**Quoted passage:**
▬▬▬▬▬▬▬▬▬▬
Although, for any other fields that are not in the contract, it must be specified which concrete type by using fragment spreads or typed fragments.

query {
  movies {
    characters {
      friends
      appearsIn
      ... on Human {
        totalCredits
      }
      ... on Droid {
        primaryFunction
      }
    }
  }
}

Union types#

Union types allow us to define an arbitary number of objects that a field can return. Thus they don’t get to specify any common fields between the types.

union SearchResult = Human | Droid | Starship

💡 The members of union types must be concrete object types, we can’t create union types from interfaces or other union types

When query a field that returns an union type, we have to use an inline fragment to be able to query any fields at all.

Here’s an example from the graphql guide:

{
  search(text: "an") {
    __typename
    ... on Human {
      name
      height
    }
    ... on Droid {
      name
      primaryFunction
    }
    ... on Starship {
      name
      length
    }
  }
}

💡 The __typename field resolves to a String which lets you differentiate different data types from each other on the client.

 Fragments#

The inline fragments we used before with the operator ... on Human to select concrete types, allows clients to define parts of a query to be reused elsewhere.

query {
  movies(first: 2) {
    ...MovieFragment
  }
}

fragment MovieFragment on Movie {
  title
  rating
}

We use the fragment keyword followed by a name and the object its applied, in this case Movie.
▬▬▬▬▬▬▬▬▬▬
**Data provided:**
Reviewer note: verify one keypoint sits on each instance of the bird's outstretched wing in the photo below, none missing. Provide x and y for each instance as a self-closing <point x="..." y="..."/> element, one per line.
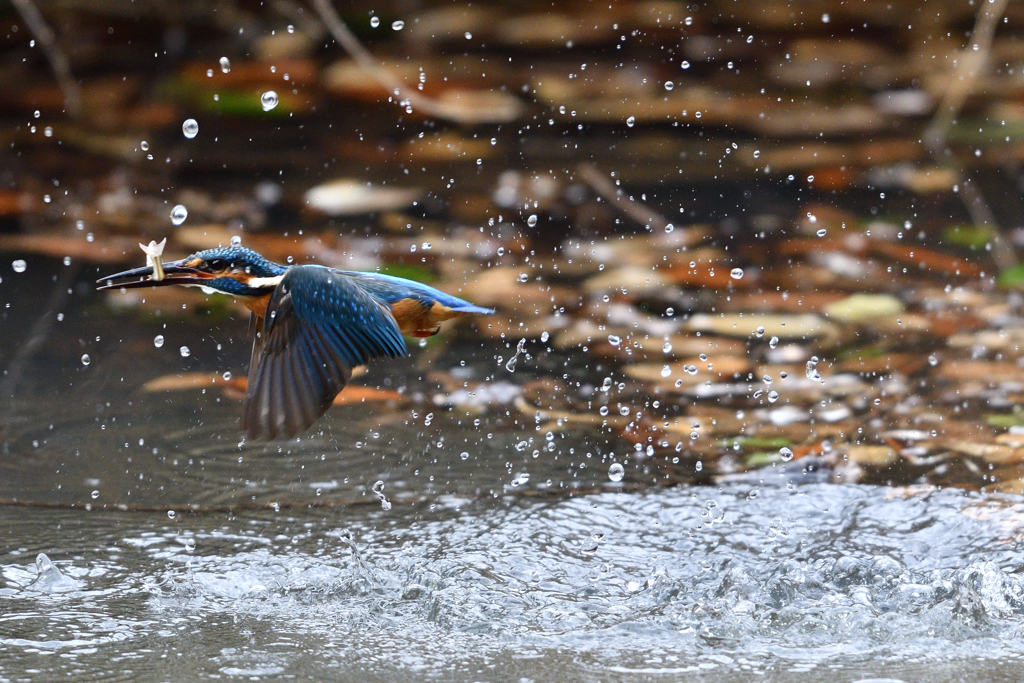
▬▬▬▬▬▬▬▬▬▬
**The exercise:** Write the next part of the GraphQL text that appears above the material, picking up right after its final sentence.

**Final result:**
Find more about it in the graphql guide .

Directives#

Directives provides a way to dynamically change the structure of our queries by using variables.

Here’s an example from the graphql guide

query Hero($episode: Episode, $withFriends: Boolean!) {
  hero(episode: $episode) {
    name
    friends @include(if: $withFriends) {
      name
    }
  }
}

The GraphQL specification provides support for two directives: include and skip

  • @include(if: Boolean), only include a field if the argument is truthy
  • @skip(if: Boolean), skip the field if the argument is truthy

💡 Server implementations can provide custom or experimental directives

Find more about directives in the graphql guide .

Introspection#

GraphQL clients can ask a GraphQL schema about what queries are supported. In GraphQL this is what introspection is used for

Let’s say that if we didn’t designed the type system, we can ask GraphQL about it by querying the __schema field on the root type of a Query.

{
  __schema {
    types {
      name
    }
  }
}

Which response is:

{
  "data": {
    "__schema": {
      "types": [
        {
          "name": "Query"
        },
        {
          "name": "String"
        },
        {
          "name": "ID"
        },
        {
          "name": "Mutation"
        },
        {
          "name": "Episode"
        },
        {
          "name": "Character"
        },
        {
          "name": "Int"
        },
        {
          "name": "LengthUnit"
        },
        {
          "name": "Human"
        },
        ...
      ]
    }
  }
}

Find more about it here!

API Design first#

A developer should be able to use an API easily! The developer should be able to find what and how to achieve it.

The API should guide a developer on best practices and push them away from bad practices.

Here are some notes to help:

  • Design first approach
  • Decouple from system internals (database, language, etc)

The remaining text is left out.